**Opdracht:** Waarom is geld volgens de tekst over stammen en kasboeken overbodig in een hechte groep? Geef de uitleg in één tot drie zinnen.

**Tekstblok:**
========================
Stel je een groep jagers voor, tienduizenden jaren geleden in een stam, die nauwgezet bijhielden hoeveel prooien ze hadden gedood en informeel registreerden wie welke gunst had verleend. Overal ter wereld ontwikkelden stammen – en doen dat soms nog steeds – uiteenlopende methoden om zowel formele als informele leiders te kiezen, waarbij vaak meritocratische principes de boventoon voerden. Of het nu bewust of onbewust gebeurt, mensen letten op elkaars handelen en reputatie om te bepalen wie als waardevolle aanwinst wordt gezien en wie mogelijk als last fungeert.
Vroege menselijke sociale groepen bestonden doorgaans uit slechts enkele tientallen individuen die samen een stam vormden. Dergelijke samenlevingen, vaak met een gemeenschappelijke cultuur, beschouwden zichzelf als onderdeel van een grotere, onderling verbonden tribale gemeenschap. In een hechte groep waarin iedereen elkaar kent, is geld overbodig – een mondeling, op het geheugen gebaseerd kasboek volstaat om gunsten bij te houden. Op deze informele wijze wordt meestal duidelijk wie zijn steentje bijdraagt en wie niet, waardoor een strikte boekhouding niet nodig is. Doorgaans bestaat zo’n groep uit familie en vrienden, waardoor het kasboek los, flexibel en onprecies is.3
3 Justin Pack, Money and Thoughtlessness, 51-70.
Toen ik nog als ingenieur werkte, gingen enkele collega’s en ik regelmatig samen lunchen. We hielden op informele wijze bij wie er telkens met de auto reed in onze kleine groep, zodat er een zekere balans bleef bestaan. Hoewel we dit niet opschreven, fungeerde het als een gezamenlijk mentaal kasboek. Vergelijkbare praktijken kwamen onder meer voor wanneer collega’s elkaar naar de autogarage of het vliegveld brachten, of wanneer iemand tijdelijk krap bij kas zat en een kleine som contant leende – bijvoorbeeld bij het splitsen van een restaurantrekening, wat destijds vaker gebeurde. Deze gunsten werden niet verleend met de gedachte: ‘Ik doe dit nu voor jou, maar jij moet later iets voor mij doen.’ Men bood de hulp simpelweg met plezier aan, in de veronderstelling dat als er later een wederzijdse gunst werd gevraagd, de ander graag tegemoet zou komen.
========================
**Gegeven items:**
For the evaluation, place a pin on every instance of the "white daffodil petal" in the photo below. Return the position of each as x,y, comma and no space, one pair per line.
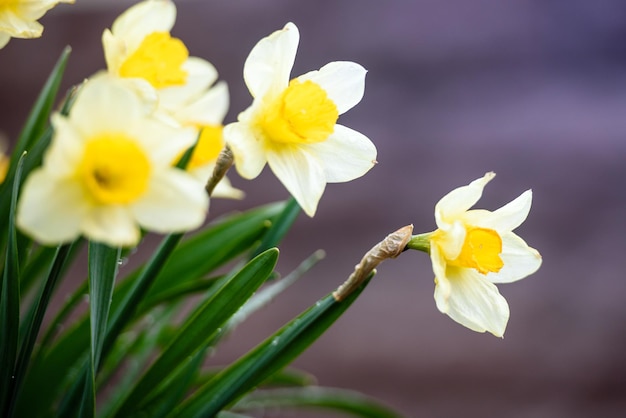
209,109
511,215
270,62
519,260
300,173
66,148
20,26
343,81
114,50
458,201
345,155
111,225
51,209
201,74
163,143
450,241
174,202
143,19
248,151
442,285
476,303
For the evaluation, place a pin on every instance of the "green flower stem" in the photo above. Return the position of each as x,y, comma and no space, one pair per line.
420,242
========================
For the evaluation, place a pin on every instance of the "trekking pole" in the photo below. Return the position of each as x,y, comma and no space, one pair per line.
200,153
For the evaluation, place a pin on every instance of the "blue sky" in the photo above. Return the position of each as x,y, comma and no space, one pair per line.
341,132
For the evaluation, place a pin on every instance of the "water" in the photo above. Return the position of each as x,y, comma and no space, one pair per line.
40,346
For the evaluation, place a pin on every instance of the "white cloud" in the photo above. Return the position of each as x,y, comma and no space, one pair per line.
========================
**Antwoord:** In een hechte groep kent iedereen elkaar. Daardoor is een mondeling kasboek dat op het geheugen berust genoeg om gunsten bij te houden. Zo wordt op een informele manier meestal duidelijk wie zijn steentje bijdraagt en wie niet.